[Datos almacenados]

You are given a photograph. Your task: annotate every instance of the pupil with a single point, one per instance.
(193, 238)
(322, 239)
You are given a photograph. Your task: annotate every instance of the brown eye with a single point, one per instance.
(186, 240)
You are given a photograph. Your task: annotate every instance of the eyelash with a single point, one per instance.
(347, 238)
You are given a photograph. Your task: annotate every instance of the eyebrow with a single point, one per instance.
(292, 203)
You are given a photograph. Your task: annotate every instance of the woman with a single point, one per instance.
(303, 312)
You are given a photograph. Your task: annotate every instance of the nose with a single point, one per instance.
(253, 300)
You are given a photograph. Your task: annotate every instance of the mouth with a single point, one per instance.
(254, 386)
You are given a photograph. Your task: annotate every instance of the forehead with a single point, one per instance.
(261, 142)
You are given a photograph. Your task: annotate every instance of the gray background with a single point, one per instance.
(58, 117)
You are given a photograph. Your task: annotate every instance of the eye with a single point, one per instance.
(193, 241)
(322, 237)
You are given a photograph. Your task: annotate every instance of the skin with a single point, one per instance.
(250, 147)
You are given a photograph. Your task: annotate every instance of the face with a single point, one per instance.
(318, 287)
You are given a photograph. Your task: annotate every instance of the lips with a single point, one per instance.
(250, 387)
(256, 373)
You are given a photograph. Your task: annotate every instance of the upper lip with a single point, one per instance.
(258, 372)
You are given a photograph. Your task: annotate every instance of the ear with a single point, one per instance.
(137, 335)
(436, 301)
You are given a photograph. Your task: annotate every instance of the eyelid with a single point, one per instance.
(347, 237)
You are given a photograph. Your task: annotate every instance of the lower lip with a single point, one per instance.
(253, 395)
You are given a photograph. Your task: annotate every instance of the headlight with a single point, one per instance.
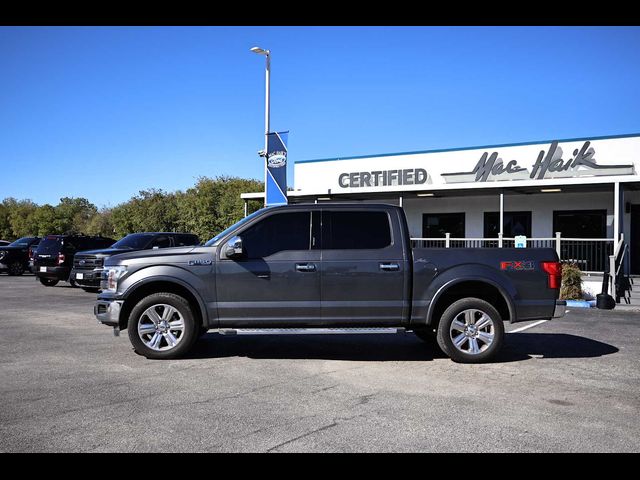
(110, 277)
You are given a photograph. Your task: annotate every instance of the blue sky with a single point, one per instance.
(103, 112)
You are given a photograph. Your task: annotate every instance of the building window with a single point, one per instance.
(515, 223)
(580, 223)
(435, 225)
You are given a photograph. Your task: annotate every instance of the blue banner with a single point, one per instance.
(276, 181)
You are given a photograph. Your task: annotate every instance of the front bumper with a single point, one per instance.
(54, 273)
(561, 308)
(87, 278)
(108, 312)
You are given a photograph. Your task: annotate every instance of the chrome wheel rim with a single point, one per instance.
(472, 331)
(161, 327)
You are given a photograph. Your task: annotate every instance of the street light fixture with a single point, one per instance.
(267, 54)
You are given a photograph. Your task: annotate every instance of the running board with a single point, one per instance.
(307, 331)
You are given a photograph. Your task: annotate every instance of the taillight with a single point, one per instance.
(554, 271)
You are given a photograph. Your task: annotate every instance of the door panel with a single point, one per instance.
(361, 286)
(269, 287)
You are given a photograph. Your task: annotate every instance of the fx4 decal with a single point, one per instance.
(517, 265)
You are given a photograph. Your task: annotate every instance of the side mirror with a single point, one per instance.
(233, 248)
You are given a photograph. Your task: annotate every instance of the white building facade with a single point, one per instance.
(581, 196)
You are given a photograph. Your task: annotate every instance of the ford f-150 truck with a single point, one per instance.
(327, 265)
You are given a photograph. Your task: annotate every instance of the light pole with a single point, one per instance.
(267, 54)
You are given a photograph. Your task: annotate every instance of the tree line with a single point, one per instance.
(205, 209)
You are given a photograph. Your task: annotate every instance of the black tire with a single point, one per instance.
(187, 338)
(48, 282)
(16, 269)
(427, 335)
(486, 351)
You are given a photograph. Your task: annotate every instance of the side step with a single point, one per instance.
(307, 331)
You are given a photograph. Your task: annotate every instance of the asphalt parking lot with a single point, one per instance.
(67, 384)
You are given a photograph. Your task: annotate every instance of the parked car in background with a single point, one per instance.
(87, 266)
(32, 252)
(53, 259)
(14, 258)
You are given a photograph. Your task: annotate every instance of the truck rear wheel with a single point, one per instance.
(48, 282)
(16, 269)
(162, 326)
(470, 331)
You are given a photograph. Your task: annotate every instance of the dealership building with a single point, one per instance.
(580, 196)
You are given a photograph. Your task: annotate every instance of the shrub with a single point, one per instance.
(571, 288)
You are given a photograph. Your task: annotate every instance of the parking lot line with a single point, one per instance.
(528, 326)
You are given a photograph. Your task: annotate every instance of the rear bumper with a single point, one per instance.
(561, 309)
(108, 312)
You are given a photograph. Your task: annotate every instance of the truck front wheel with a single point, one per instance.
(470, 331)
(162, 326)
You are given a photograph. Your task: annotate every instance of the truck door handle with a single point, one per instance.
(390, 267)
(305, 267)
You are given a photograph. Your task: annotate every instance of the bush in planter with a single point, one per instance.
(571, 288)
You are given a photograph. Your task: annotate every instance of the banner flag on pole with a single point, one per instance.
(276, 181)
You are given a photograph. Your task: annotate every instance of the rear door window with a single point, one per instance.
(162, 241)
(185, 240)
(357, 230)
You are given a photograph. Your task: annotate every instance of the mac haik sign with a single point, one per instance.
(550, 163)
(526, 164)
(276, 158)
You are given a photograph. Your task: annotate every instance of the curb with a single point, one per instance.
(581, 303)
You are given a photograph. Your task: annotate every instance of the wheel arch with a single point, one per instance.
(476, 287)
(162, 284)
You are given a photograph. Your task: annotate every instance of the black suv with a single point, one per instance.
(14, 258)
(87, 266)
(53, 259)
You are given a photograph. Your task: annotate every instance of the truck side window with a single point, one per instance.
(343, 230)
(161, 242)
(276, 233)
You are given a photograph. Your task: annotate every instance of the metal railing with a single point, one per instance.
(590, 254)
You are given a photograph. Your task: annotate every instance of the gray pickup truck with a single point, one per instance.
(327, 265)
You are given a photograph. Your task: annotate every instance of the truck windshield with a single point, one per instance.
(232, 227)
(134, 241)
(21, 242)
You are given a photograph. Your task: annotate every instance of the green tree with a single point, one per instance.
(73, 214)
(6, 233)
(45, 220)
(21, 218)
(214, 204)
(151, 210)
(101, 224)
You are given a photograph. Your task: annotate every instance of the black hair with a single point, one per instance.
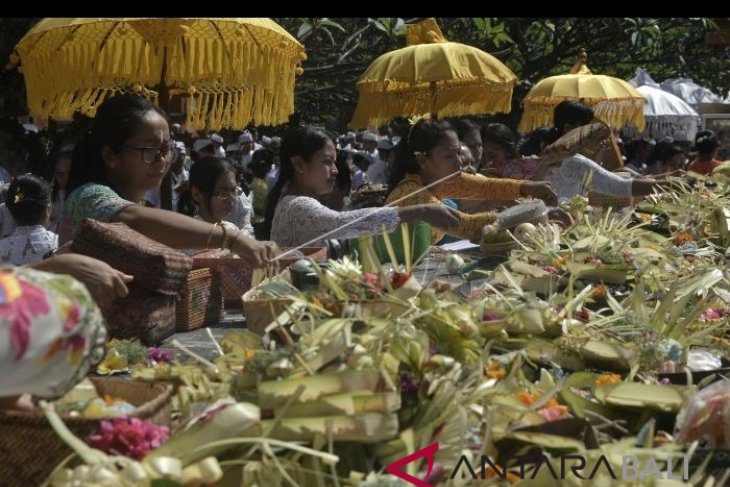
(28, 198)
(204, 175)
(62, 153)
(423, 137)
(572, 112)
(501, 135)
(259, 169)
(463, 126)
(301, 141)
(706, 142)
(537, 140)
(116, 120)
(344, 178)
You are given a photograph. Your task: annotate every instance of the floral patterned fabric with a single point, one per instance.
(27, 244)
(526, 168)
(299, 219)
(464, 186)
(52, 331)
(91, 200)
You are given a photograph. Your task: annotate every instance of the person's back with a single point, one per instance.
(29, 202)
(707, 146)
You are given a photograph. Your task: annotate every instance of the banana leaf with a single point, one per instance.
(667, 398)
(608, 355)
(362, 428)
(276, 393)
(344, 404)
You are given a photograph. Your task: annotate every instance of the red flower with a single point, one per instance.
(20, 308)
(130, 437)
(398, 279)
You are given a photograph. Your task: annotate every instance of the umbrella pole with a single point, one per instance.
(163, 99)
(432, 109)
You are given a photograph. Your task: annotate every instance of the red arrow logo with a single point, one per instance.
(428, 452)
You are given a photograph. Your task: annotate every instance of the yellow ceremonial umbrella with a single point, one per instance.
(234, 70)
(434, 76)
(614, 100)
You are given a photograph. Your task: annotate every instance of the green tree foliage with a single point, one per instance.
(339, 50)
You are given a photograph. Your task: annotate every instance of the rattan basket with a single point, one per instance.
(201, 301)
(30, 449)
(235, 275)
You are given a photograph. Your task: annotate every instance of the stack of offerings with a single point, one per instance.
(160, 273)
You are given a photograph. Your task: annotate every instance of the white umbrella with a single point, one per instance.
(690, 91)
(666, 115)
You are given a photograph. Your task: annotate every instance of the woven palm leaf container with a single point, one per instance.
(201, 301)
(236, 275)
(30, 449)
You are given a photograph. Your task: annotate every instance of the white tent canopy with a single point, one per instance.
(666, 115)
(690, 91)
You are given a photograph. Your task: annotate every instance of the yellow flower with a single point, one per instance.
(682, 238)
(527, 397)
(495, 370)
(599, 291)
(417, 118)
(604, 379)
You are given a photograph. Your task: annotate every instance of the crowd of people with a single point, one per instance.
(294, 190)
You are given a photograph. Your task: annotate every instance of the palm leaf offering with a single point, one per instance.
(558, 351)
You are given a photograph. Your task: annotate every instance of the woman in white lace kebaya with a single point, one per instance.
(29, 202)
(294, 217)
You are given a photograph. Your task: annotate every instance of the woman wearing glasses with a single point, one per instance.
(214, 192)
(125, 154)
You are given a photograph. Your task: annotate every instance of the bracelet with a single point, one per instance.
(210, 236)
(233, 239)
(225, 236)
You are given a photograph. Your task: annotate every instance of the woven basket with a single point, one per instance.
(604, 201)
(499, 248)
(201, 301)
(235, 275)
(260, 313)
(30, 449)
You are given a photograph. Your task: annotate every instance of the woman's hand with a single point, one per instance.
(105, 284)
(541, 190)
(256, 254)
(440, 216)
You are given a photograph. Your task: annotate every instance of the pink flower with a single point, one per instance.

*EJERCICIO PLANTEADO*
Transcriba sin alteración alguna los registros desde la línea que contiene "glasses with a single point, one per instance." hasta el final, incluyendo ambos extremos.

*RESPUESTA AL EJERCICIO*
You are given a photograph. Your task: annotate every instance of the woman wearing glasses with a single point, one per instance.
(214, 192)
(125, 154)
You are given a photograph. Your task: annotate every instance of the bracelet with a single point, one per instance.
(210, 236)
(233, 239)
(225, 236)
You are given a photograph. Your task: annotate every instance of the woven basket with a single point, one per instance.
(604, 201)
(499, 248)
(201, 301)
(235, 275)
(260, 313)
(30, 449)
You are given a photograph. Your task: annotate every instance of the woman's hand with a single point, one per instance.
(105, 284)
(541, 190)
(256, 254)
(440, 216)
You are given a photograph. Your task: annotate every instance of the pink flower with a single point, one per instance.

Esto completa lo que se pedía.